Aim of the task >> Reproduce verbatim the lines of the records below, from the line containing "For every instance of the wooden beam, the" through the last line of the records, both included.

Data to process >>
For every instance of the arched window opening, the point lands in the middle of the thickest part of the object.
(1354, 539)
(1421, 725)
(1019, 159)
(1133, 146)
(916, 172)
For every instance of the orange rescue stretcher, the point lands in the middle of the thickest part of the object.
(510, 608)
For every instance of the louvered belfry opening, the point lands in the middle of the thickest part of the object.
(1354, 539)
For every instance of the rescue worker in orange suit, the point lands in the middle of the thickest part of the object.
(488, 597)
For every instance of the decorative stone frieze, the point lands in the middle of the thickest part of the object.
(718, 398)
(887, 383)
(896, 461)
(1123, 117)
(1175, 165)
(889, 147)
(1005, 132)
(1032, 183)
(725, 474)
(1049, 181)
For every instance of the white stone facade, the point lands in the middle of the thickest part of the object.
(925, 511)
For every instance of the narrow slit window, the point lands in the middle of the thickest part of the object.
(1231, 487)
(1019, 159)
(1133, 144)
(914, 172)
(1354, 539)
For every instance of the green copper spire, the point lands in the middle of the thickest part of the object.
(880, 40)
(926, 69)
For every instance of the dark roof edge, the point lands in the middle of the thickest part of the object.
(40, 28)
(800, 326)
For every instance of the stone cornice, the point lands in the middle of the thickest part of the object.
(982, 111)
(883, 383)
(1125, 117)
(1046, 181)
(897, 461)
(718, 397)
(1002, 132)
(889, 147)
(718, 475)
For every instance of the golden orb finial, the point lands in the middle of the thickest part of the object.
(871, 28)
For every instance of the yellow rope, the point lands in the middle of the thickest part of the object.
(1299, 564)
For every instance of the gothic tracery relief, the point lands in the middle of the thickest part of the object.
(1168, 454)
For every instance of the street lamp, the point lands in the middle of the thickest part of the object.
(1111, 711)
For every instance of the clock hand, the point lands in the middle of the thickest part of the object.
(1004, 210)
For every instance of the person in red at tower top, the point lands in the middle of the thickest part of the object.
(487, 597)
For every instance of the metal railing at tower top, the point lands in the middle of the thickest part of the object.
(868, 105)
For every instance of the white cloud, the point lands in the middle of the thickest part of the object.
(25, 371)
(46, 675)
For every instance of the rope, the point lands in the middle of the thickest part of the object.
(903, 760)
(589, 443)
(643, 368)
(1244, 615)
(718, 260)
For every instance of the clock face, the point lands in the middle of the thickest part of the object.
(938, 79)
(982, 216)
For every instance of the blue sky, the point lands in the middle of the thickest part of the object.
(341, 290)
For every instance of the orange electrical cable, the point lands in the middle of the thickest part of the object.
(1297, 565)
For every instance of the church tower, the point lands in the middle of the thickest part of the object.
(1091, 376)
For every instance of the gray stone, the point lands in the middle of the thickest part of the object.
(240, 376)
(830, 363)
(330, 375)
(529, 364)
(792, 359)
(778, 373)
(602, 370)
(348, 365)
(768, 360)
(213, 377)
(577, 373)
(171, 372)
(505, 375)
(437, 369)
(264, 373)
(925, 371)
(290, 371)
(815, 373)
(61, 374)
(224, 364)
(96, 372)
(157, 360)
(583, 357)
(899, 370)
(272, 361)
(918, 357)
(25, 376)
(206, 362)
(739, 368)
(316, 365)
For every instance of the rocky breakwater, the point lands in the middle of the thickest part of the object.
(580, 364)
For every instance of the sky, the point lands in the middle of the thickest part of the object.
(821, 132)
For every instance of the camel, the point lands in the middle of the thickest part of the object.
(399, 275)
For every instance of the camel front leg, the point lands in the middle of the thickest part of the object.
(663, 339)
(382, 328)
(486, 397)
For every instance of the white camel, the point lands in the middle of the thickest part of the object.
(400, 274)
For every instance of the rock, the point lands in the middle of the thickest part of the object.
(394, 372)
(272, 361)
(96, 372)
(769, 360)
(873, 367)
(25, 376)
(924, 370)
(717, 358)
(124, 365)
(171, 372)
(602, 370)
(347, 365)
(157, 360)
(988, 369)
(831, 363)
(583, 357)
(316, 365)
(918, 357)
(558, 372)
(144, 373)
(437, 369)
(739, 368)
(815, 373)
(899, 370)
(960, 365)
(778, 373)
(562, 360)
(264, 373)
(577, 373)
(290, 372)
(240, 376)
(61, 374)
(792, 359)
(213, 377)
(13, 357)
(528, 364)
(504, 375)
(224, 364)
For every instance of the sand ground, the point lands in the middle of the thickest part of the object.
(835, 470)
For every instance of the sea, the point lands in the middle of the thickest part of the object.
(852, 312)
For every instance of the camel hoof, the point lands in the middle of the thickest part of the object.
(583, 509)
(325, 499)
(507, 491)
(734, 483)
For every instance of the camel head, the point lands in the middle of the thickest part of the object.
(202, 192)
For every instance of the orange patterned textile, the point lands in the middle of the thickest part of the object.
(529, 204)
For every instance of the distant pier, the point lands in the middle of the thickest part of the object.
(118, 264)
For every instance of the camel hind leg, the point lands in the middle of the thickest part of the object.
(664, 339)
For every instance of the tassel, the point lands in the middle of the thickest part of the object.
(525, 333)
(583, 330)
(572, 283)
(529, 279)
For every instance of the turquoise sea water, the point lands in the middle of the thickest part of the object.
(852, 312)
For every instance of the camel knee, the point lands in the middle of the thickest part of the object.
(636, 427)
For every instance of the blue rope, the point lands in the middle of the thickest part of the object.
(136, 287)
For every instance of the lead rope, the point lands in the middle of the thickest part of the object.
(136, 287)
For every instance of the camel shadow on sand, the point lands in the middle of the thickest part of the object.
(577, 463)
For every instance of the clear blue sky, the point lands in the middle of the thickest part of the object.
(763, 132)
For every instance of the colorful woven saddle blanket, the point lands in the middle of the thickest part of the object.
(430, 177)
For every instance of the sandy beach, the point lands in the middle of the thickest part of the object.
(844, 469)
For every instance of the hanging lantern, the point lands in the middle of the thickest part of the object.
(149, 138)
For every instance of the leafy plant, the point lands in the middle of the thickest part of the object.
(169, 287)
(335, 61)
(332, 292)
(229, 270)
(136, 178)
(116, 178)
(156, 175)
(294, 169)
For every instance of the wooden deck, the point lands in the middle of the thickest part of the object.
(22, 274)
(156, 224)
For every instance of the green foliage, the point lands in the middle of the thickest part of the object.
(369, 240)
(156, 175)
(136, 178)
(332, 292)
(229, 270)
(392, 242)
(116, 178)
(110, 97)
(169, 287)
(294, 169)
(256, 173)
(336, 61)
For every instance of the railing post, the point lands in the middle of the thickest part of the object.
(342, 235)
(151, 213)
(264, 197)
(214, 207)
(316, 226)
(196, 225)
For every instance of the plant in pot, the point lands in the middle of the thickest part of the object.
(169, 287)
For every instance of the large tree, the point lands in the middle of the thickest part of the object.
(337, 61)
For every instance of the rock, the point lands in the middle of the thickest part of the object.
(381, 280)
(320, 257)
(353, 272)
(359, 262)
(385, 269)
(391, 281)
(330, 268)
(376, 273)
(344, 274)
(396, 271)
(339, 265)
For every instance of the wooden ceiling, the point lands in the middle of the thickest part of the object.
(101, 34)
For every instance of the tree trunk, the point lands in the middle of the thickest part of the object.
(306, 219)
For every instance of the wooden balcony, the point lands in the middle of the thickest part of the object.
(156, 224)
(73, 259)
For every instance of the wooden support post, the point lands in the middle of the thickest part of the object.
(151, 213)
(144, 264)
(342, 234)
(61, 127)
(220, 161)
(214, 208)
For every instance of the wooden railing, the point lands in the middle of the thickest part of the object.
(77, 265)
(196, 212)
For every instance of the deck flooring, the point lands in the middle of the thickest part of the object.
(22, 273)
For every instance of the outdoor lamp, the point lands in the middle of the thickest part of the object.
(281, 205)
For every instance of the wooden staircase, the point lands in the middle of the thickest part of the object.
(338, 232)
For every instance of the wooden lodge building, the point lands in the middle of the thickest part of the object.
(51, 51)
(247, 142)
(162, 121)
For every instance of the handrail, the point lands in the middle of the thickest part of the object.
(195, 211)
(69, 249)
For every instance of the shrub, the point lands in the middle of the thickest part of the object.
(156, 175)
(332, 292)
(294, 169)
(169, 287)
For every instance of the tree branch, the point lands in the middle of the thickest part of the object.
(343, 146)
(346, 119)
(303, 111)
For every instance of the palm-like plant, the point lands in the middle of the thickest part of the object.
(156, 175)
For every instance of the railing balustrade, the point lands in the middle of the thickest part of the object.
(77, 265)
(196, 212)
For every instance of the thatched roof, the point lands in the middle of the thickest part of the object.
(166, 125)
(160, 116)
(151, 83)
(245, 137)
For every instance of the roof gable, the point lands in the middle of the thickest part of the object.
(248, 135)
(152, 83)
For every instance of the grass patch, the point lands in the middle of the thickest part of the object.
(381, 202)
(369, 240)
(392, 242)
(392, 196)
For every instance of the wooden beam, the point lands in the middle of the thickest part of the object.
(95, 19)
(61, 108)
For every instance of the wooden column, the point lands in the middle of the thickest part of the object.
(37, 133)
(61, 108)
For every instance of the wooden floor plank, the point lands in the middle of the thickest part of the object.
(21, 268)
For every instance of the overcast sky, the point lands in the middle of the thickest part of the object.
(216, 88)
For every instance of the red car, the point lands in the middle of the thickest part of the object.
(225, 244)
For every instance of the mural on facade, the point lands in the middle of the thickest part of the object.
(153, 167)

Written response >>
For every instance of the wooden beam, the point lands in the middle of the thickest part of the object.
(95, 19)
(61, 108)
For every instance of the wooden column, the point lands in the middle of the thickest part of the object.
(37, 133)
(61, 108)
For every instance of the wooden floor plank, the point lands in the middle of the thickest part of the object.
(21, 268)
For every instance of the overcast sky, the point lands in the middle of the thickest part of the object.
(216, 88)
For every instance of the red car, the point lands in the middle of the thickest part of the object.
(225, 244)
For every instance of the mural on facade, the point lands in the middle of the thickest part of the object.
(153, 167)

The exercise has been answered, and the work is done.